▸ **What you should do**
Your task is to restate the data word for word.

▸ **Excerpts of location labeling data**
==================================================

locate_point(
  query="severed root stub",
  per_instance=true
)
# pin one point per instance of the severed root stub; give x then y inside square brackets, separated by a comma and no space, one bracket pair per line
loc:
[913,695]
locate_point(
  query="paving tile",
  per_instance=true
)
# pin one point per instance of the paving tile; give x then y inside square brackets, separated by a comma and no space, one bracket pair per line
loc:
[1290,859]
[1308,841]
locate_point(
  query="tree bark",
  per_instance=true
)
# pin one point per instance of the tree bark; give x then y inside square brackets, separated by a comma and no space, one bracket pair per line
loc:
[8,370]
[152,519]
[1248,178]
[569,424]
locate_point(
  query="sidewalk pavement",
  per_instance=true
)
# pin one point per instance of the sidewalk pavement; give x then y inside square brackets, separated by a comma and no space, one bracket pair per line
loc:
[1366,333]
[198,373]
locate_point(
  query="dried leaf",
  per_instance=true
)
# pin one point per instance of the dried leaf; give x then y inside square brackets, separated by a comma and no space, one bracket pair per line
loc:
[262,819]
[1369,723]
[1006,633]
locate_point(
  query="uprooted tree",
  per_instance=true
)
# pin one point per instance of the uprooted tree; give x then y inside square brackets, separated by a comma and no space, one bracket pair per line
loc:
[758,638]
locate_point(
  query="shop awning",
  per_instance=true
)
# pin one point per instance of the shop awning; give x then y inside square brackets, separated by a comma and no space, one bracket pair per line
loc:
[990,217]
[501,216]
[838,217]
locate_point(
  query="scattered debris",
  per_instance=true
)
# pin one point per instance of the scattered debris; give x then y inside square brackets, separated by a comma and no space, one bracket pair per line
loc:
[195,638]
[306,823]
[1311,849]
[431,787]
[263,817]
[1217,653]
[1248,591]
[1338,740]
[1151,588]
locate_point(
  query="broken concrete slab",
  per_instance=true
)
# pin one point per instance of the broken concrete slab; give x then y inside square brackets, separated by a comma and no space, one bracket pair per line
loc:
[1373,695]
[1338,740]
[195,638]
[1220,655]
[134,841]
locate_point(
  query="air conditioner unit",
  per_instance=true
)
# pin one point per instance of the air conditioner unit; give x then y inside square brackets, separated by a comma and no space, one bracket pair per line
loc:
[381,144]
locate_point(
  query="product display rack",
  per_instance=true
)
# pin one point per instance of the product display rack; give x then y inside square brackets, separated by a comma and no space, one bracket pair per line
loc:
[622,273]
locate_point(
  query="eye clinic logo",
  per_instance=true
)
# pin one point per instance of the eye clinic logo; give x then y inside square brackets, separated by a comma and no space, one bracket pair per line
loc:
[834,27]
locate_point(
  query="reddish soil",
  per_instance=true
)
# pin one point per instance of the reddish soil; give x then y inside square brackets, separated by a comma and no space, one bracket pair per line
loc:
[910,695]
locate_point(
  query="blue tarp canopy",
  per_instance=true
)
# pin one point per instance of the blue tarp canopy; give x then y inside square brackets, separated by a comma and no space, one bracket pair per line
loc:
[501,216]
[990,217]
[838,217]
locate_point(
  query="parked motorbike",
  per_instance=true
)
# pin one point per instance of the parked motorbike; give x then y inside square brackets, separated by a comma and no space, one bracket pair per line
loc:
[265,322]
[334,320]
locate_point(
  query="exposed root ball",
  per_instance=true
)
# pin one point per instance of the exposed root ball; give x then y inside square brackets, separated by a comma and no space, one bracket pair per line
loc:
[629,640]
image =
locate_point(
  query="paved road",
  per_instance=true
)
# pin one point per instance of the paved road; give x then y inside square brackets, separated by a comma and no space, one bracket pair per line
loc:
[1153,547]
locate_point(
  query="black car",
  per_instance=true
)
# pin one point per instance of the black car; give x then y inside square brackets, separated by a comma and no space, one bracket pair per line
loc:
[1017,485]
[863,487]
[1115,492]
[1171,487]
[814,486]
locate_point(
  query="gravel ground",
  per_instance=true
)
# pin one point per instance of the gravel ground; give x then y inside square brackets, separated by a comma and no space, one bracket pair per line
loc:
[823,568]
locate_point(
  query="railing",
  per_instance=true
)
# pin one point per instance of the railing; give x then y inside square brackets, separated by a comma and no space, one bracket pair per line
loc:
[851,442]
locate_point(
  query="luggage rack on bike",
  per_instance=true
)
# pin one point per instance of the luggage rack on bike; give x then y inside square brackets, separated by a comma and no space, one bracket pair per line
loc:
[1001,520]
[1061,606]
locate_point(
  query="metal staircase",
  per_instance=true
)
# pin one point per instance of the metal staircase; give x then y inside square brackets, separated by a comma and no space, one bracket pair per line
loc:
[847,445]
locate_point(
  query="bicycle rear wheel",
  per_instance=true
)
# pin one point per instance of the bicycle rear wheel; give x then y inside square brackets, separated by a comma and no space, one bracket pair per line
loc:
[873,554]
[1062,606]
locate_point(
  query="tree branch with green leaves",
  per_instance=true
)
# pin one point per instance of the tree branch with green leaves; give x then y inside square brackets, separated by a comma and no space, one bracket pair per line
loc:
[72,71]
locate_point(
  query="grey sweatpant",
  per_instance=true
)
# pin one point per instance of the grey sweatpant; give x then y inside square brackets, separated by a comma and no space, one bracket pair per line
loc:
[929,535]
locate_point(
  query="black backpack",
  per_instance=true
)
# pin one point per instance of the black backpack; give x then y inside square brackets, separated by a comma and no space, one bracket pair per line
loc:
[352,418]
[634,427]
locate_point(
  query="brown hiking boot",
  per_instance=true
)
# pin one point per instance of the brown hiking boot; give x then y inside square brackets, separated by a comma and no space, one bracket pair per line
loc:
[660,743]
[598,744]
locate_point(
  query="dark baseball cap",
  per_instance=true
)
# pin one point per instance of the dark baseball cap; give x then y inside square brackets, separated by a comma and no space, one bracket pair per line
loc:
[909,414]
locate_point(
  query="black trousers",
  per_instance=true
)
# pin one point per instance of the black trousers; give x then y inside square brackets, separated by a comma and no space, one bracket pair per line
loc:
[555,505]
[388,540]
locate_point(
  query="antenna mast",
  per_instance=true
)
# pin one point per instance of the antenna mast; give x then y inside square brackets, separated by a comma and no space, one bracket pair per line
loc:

==================================================

▸ **Problem solution**
locate_point(
  query="severed root stub",
  per_instance=true
)
# pin one point per instance of the severed root stub; give x then y inside square brackets, separated by a comma and no space, one bracket pair per line
loc:
[913,695]
locate_point(
  query="paving tile",
  per_instance=true
)
# pin one point per instance of the paving tile; give x then y inside square brackets, separated by a comma and no space, one bracket pair per line
loc:
[1290,859]
[1308,841]
locate_point(
  query="tree bark",
  per_instance=true
)
# pin one point per instance of the tree bark; give x then y inside square brackets, separated by a comma and no space, one bracket pair per line
loc:
[8,370]
[152,519]
[1248,178]
[569,424]
locate_point(
  query="sidewalk pavement",
  per_instance=true
)
# pin one point per instance of the sidewalk pavement; give x then y inside square brackets, separated by a comma and no space, one bracket pair per line
loc:
[1366,333]
[198,373]
locate_point(
  query="dried leaf",
  per_instance=true
)
# pin one point per instance of the dried leaf; give x then y inside square brackets, separated by a comma and no space, one bracket pair per line
loc:
[262,819]
[1369,723]
[1006,633]
locate_point(
  query="uprooted tree",
  per_instance=true
)
# pin one point per instance of the uprooted tree; give x then y inside square brackets, separated by a comma and no space, one bracket pair per line
loc:
[758,638]
locate_point(
  query="shop awning",
  per_instance=true
)
# pin one point per instance of the shop awning; give x then y inside square brackets, separated by a comma and no space, one bracket pair per line
loc:
[990,217]
[501,216]
[838,217]
locate_point(
  query="scattered debris",
  per_instance=true
)
# pin one point per instance of the scattered debris; give x then y inside square brackets, separated by a comma and no space, one bracket pair per line
loc:
[195,638]
[306,823]
[1311,849]
[431,787]
[263,817]
[1217,653]
[1248,591]
[1338,740]
[1151,588]
locate_point(
  query="broken concrete slab",
  per_instance=true
)
# pin one point per instance of the broken concrete slab; give x then y inside square brackets, separated by a comma and no space, one bracket pair per line
loc:
[1373,695]
[1338,740]
[195,638]
[1220,655]
[134,841]
locate_point(
  query="air conditioner unit",
  per_instance=true
)
# pin one point per instance of the air conditioner unit; give x then y inside square brackets, separated by a comma and no space, one bracket pair per line
loc:
[381,144]
locate_point(
  query="product display rack",
  per_instance=true
)
# pin one point per instance of the product display rack; give x then y inside square brackets, separated by a comma and no space, one bracket pair per line
loc:
[622,273]
locate_point(
  query="eye clinic logo",
  per_instance=true
)
# pin one point per instance of the eye clinic logo; give x then y inside square brackets, separated by a comma and no space, one bracket pair per line
loc:
[834,27]
locate_point(
  query="reddish soil",
  per_instance=true
)
# pin one point per instance of the reddish soil; give x then y inside square brackets, separated by a comma and no space, one bracket pair per line
loc:
[910,695]
locate_point(
  query="blue tarp canopy",
  per_instance=true
)
# pin one point per instance of the blue tarp canopy; give x then y inside square brackets, separated by a comma and no space, one bracket pair per line
loc:
[501,216]
[990,217]
[838,217]
locate_point(
  query="parked motorbike",
  per_instance=true
)
# pin one point per instance of the parked motorbike; give x then y inside square brackets, separated by a comma and no space, one bracket pair per line
loc:
[265,322]
[334,320]
locate_point(
  query="exposed root ball",
  per_instance=true
)
# pin one point per instance of the exposed root ball; give x then y inside square brackets, separated by a comma and no space, one bracket pair per line
loc:
[629,640]
image =
locate_point(
  query="paved road",
  per_instance=true
)
# pin one point per instance of the paved road; give x then y inside square brackets, separated by a comma and no space, one bracket pair per line
loc:
[1153,547]
locate_point(
  query="black car",
  per_instance=true
)
# pin one point per instance of the black car; give x then y inside square brackets, separated by a comma and no space, one bracket pair per line
loc:
[1017,485]
[863,487]
[1115,492]
[1171,487]
[814,486]
locate_point(
  query="gravel ground",
  per_instance=true
)
# pin one point per instance of the gravel ground; give x then y inside square brackets, separated by a comma and no space, one bracket pair per line
loc:
[823,568]
locate_point(
  query="railing",
  per_instance=true
)
# pin one point per instance of the railing; give x then y inside square brackets, separated by a comma and no space, one bracket pair per line
loc:
[851,442]
locate_point(
  query="luggage rack on bike",
  per_instance=true
)
# pin one point per instance of the luggage rack on bike; give x then y inside square brackets, separated by a comma and no space, one bracket pair per line
loc:
[1001,520]
[1061,606]
locate_point(
  query="metal staircase",
  per_instance=true
)
# pin one point per instance of the metal staircase; give x then y inside square brackets, separated by a comma and no space, one bracket pair per line
loc:
[847,445]
locate_point(
  query="bicycle rear wheel",
  per_instance=true
)
# pin one point per instance of the bicycle rear wheel; give x then y inside square brackets, separated by a comma and no space, one bracket pair per line
loc:
[873,554]
[1062,606]
locate_point(
  query="tree branch with green leaves",
  per_instance=true
)
# pin one point per instance of the tree branch with green leaves; give x then y inside square brackets, separated by a comma and no space, one bracket pair per line
loc:
[72,71]
locate_point(
  query="grey sweatpant",
  per_instance=true
)
# pin one point per instance of the grey sweatpant; give x then y inside square brackets, separated by a comma and no space, one bracket pair per line
loc:
[929,535]
locate_point(
  query="black backpack",
  per_instance=true
)
# pin one point per instance of the black backpack; give x then y inside square brackets, separated by a comma and no space, one bracket pair per line
loc:
[352,418]
[634,427]
locate_point(
  query="brown hiking boot",
  per_instance=true
)
# pin one point per instance of the brown hiking boot; give x then y inside square brackets, separated by a comma and no space, one bracket pair per line
loc:
[660,743]
[598,744]
locate_point(
  query="dark baseball cap",
  per_instance=true
)
# pin one point per instance of the dark baseball cap; give x then y inside square brackets, separated by a comma and no space, one bracket pair per line
loc:
[909,414]
locate_point(
  query="black trousers",
  per_instance=true
)
# pin one point per instance of the black trousers; give x then y inside square brackets, separated by a comma and no space, one bracket pair per line
loc:
[555,505]
[388,540]
locate_point(
  query="antenna mast",
  per_instance=true
)
# pin one point per instance of the antenna mast; give x then y inside square brackets, separated by a comma and no space, one bracket pair per line
loc:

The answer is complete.